- Source document
Presidents, their cabinet officials, and their press secretaries show how much they respect the American people by how they use the English language. To be more precise, they indicate how much they disrespect the American people by how they abuse the language.

All presidents lie. We know that. But when a lying president has some regard for the intelligence of the American people, it shows in how he says things. The lies are sophisticated and harder to penetrate.

But when a president and his men believe the American people are a gang of idiots, it also shows in how they say things. The lies are silly on their face. The speakers sound like they are talking to children. They talk as though they don’t expect us to remember what they said yesterday — or even 10 minutes ago.

The Bush administration is setting records for both disrespect and abuse of the language. It’s getting tiresome. We’re not all idiots.

The coming intensification of the decade-long war with Iraq has been the occasion for obfuscation that almost defies belief. What exactly is the administration’s policy? That depends on who is speaking and to whom.

For many months and even years, President Bush and others in his cabinet have called for the ousting of Saddam Hussein as president of Iraq. The term they used was “regime change.” This campaign accelerated after 9/11. But when people here and abroad objected that this would mean a war that would slaughter innocents and have catastrophic secondary consequences, Mr. Bush had to change tacks. To get “our allies” and the UN Security Council on board, he calculated that he would have to stop talking about regime change and start talking about disarmament. So that’s what he did. His speech to the UN in September did not call for Hussein’s overthrow by internal or external forces.

But what about regime change? How does the administration explain the switch in objective? Simple. It just denies there has been a switch.

- Directions
Reproduce word for word the passage of the commentary on presidential language that begins with the words containing "For many months" and ends with "or external forces.".

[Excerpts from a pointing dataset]
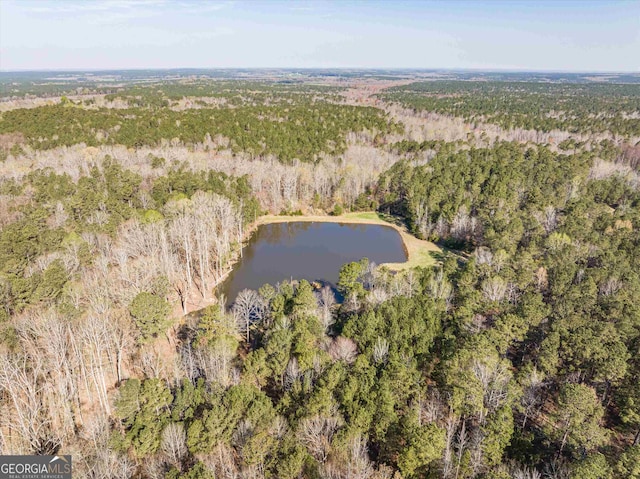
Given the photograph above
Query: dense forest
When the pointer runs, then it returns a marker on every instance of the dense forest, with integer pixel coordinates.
(577, 108)
(517, 355)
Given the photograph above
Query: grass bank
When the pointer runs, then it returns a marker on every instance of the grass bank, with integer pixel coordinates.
(419, 252)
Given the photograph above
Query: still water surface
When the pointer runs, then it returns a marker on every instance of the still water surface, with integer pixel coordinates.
(311, 251)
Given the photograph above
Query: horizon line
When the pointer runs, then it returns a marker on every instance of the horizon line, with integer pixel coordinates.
(446, 69)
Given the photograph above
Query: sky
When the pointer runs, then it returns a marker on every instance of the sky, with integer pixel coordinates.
(542, 35)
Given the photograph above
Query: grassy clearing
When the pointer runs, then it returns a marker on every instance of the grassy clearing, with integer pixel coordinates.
(420, 253)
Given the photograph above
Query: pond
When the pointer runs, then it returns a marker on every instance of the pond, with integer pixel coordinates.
(311, 251)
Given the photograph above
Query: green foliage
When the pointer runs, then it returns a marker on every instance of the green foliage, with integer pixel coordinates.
(585, 107)
(143, 409)
(578, 417)
(150, 313)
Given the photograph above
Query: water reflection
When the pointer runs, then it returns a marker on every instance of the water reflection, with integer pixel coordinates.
(312, 251)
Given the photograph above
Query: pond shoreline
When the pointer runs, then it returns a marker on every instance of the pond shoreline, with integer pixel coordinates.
(418, 251)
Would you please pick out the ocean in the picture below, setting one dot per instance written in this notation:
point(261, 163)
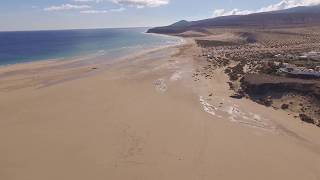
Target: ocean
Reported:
point(28, 46)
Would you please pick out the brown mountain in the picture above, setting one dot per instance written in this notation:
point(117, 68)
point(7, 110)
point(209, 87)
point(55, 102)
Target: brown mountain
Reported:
point(298, 16)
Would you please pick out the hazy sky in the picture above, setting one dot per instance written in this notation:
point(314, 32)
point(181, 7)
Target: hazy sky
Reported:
point(70, 14)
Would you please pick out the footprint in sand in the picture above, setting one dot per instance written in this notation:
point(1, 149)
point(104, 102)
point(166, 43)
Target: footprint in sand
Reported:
point(160, 85)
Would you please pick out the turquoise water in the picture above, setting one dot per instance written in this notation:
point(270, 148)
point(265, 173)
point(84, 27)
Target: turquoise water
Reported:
point(28, 46)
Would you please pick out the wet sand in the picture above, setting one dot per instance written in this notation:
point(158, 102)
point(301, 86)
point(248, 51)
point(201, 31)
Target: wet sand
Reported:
point(144, 118)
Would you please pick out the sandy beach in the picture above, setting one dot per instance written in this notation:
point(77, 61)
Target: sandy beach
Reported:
point(146, 117)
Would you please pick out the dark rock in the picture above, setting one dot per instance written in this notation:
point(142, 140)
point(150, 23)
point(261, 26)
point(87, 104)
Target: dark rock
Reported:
point(306, 119)
point(285, 106)
point(237, 96)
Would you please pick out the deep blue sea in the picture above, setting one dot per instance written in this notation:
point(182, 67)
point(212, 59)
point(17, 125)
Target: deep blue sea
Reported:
point(27, 46)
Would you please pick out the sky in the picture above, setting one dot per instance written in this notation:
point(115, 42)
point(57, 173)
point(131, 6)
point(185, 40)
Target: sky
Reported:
point(17, 15)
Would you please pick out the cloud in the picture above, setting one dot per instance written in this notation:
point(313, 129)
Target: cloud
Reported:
point(102, 11)
point(142, 3)
point(284, 4)
point(87, 1)
point(65, 7)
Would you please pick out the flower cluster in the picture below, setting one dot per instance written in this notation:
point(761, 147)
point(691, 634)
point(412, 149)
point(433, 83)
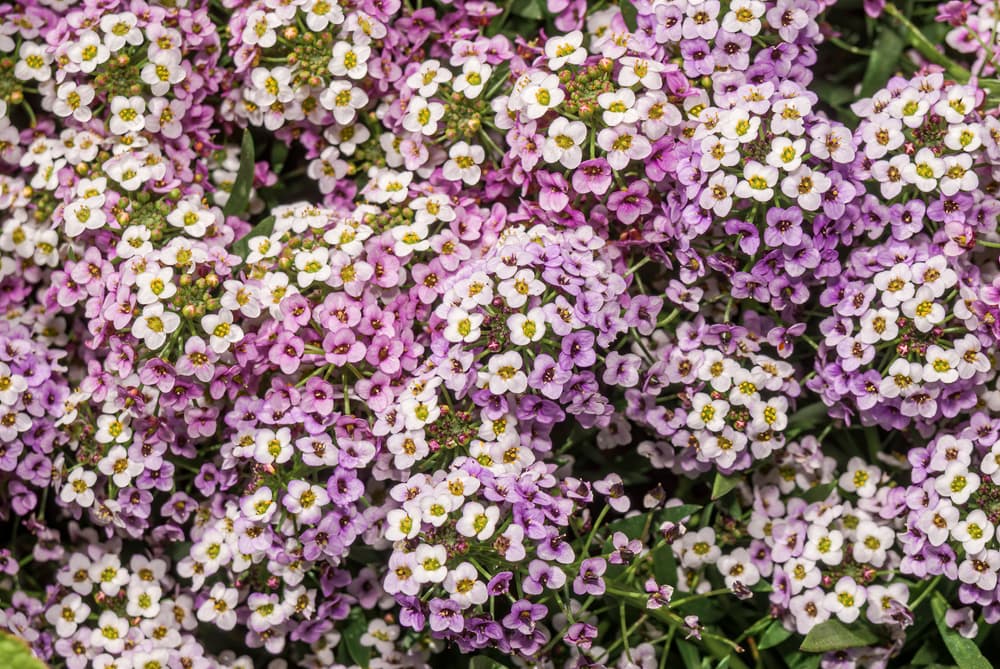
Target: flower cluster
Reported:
point(362, 334)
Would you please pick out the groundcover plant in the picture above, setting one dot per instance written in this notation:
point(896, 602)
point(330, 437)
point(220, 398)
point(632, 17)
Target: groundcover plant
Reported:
point(556, 333)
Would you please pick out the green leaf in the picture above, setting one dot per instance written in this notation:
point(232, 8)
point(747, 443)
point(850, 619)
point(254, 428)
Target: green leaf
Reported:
point(965, 651)
point(883, 62)
point(241, 246)
point(689, 654)
point(723, 484)
point(357, 625)
point(835, 635)
point(485, 662)
point(630, 13)
point(773, 635)
point(819, 493)
point(239, 196)
point(16, 654)
point(806, 418)
point(675, 514)
point(665, 565)
point(797, 660)
point(529, 9)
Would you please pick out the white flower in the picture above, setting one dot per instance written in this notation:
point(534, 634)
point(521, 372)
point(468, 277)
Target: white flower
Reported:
point(121, 29)
point(963, 137)
point(410, 238)
point(260, 28)
point(33, 63)
point(67, 614)
point(110, 633)
point(154, 324)
point(313, 265)
point(464, 587)
point(941, 365)
point(739, 125)
point(923, 310)
point(758, 182)
point(163, 71)
point(881, 598)
point(737, 567)
point(462, 326)
point(743, 17)
point(463, 163)
point(806, 187)
point(824, 545)
point(959, 103)
point(699, 548)
point(707, 413)
point(155, 284)
point(127, 114)
point(221, 330)
point(618, 106)
point(980, 570)
point(924, 171)
point(623, 143)
point(87, 53)
point(542, 95)
point(504, 374)
point(717, 195)
point(643, 71)
point(349, 60)
point(431, 564)
point(473, 78)
point(478, 521)
point(910, 107)
point(422, 116)
point(220, 607)
point(879, 325)
point(565, 49)
point(563, 143)
point(343, 99)
point(112, 429)
point(872, 542)
point(958, 174)
point(78, 488)
point(974, 532)
point(79, 216)
point(74, 100)
point(527, 328)
point(118, 466)
point(428, 77)
point(786, 153)
point(846, 599)
point(860, 478)
point(957, 483)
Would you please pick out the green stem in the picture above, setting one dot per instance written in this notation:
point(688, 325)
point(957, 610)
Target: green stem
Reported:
point(926, 48)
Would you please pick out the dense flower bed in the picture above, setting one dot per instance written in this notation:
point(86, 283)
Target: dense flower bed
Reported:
point(561, 334)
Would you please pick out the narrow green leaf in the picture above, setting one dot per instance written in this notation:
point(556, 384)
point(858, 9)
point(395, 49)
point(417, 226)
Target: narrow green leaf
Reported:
point(819, 493)
point(807, 418)
point(723, 484)
point(773, 635)
point(665, 565)
point(835, 635)
point(16, 654)
point(241, 246)
point(675, 514)
point(630, 13)
point(529, 9)
point(239, 196)
point(964, 651)
point(883, 62)
point(357, 625)
point(689, 654)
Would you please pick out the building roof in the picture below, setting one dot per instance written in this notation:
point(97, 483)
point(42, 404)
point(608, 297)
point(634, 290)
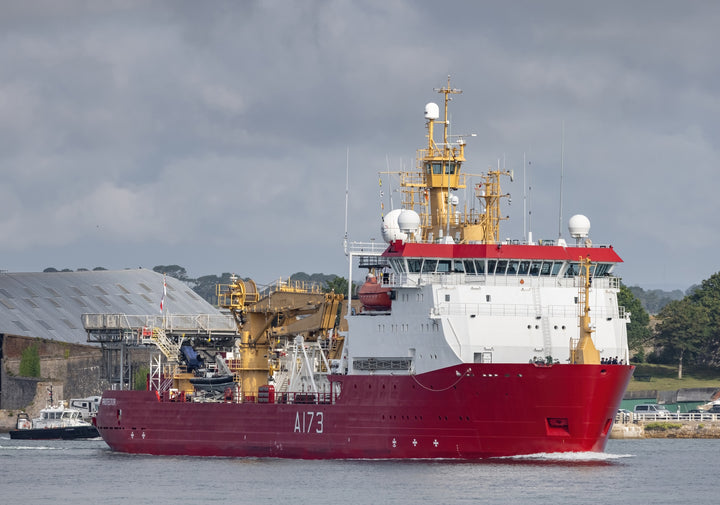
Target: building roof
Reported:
point(50, 304)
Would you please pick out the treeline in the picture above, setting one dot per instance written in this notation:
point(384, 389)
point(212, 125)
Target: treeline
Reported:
point(686, 329)
point(653, 300)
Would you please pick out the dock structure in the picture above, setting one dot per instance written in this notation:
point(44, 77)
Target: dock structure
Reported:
point(117, 333)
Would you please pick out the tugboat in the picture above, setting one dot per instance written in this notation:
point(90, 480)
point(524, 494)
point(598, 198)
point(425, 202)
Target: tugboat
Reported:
point(55, 422)
point(463, 346)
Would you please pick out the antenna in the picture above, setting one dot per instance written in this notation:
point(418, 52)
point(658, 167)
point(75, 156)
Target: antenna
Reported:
point(347, 194)
point(562, 171)
point(524, 201)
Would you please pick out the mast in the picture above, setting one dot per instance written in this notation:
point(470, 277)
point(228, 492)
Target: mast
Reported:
point(585, 351)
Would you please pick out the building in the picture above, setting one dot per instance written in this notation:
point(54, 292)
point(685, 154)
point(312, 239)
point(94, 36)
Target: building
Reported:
point(41, 314)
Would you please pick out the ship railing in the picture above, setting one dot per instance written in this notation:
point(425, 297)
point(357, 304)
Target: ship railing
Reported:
point(626, 418)
point(456, 279)
point(98, 325)
point(517, 310)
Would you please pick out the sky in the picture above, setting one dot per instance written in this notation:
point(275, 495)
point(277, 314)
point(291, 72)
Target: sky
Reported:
point(217, 135)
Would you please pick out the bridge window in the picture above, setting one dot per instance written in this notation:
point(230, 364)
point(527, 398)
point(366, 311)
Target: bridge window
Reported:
point(546, 268)
point(556, 268)
point(429, 266)
point(501, 267)
point(573, 269)
point(535, 268)
point(398, 265)
point(470, 267)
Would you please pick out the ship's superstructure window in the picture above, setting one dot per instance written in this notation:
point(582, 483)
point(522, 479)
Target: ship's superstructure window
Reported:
point(470, 267)
point(437, 167)
point(533, 268)
point(429, 266)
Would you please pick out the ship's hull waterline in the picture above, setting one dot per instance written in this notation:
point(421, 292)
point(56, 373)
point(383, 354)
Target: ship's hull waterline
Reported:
point(469, 411)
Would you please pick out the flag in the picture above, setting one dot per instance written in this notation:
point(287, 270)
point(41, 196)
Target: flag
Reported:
point(162, 300)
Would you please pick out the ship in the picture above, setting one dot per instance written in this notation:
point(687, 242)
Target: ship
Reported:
point(57, 421)
point(460, 346)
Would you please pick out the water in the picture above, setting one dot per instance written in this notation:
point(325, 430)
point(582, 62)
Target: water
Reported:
point(631, 471)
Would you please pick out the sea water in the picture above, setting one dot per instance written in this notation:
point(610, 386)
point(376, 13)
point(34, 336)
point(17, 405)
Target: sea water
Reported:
point(656, 471)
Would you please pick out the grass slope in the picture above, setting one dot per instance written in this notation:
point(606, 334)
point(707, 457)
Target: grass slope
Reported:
point(664, 378)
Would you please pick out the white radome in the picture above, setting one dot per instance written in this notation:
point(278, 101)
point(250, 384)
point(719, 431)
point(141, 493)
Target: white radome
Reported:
point(579, 226)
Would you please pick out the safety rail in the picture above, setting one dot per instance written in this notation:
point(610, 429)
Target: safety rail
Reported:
point(516, 310)
point(632, 417)
point(290, 398)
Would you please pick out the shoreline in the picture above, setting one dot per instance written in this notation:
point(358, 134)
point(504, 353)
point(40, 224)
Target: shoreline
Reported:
point(665, 429)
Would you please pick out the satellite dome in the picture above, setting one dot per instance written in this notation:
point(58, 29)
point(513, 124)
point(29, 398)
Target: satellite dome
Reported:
point(432, 111)
point(579, 226)
point(409, 222)
point(390, 228)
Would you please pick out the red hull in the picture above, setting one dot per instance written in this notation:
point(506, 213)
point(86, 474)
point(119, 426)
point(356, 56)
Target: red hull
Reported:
point(468, 411)
point(374, 296)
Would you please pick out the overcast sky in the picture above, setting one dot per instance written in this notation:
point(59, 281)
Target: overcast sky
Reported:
point(214, 135)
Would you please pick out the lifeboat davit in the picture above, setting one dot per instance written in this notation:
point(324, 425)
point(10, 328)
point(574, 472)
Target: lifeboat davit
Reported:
point(373, 296)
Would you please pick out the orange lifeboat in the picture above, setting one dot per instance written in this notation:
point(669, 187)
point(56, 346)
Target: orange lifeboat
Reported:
point(373, 296)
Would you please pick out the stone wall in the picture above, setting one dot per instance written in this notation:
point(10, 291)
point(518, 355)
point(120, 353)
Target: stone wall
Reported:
point(77, 368)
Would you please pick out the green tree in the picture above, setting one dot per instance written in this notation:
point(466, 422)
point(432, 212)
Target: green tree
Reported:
point(682, 331)
point(639, 328)
point(140, 378)
point(30, 362)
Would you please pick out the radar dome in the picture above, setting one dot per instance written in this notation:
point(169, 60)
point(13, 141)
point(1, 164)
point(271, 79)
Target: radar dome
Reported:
point(579, 226)
point(409, 222)
point(390, 228)
point(432, 111)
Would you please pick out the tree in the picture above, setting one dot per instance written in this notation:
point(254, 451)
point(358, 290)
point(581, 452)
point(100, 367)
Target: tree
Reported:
point(682, 331)
point(30, 362)
point(638, 329)
point(175, 271)
point(337, 285)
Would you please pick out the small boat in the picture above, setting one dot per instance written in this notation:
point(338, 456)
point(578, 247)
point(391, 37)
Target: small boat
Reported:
point(55, 422)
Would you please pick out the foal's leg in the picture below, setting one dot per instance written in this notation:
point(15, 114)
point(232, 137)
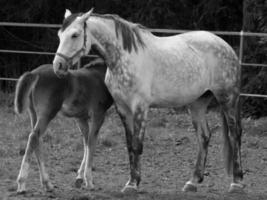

- Reply to the task
For many months and even years, President Bush and others in his cabinet have called for the ousting of Saddam Hussein as president of Iraq. The term they used was “regime change.” This campaign accelerated after 9/11. But when people here and abroad objected that this would mean a war that would slaughter innocents and have catastrophic secondary consequences, Mr. Bush had to change tacks. To get “our allies” and the UN Security Council on board, he calculated that he would have to stop talking about regime change and start talking about disarmament. So that’s what he did. His speech to the UN in September did not call for Hussein’s overthrow by internal or external forces.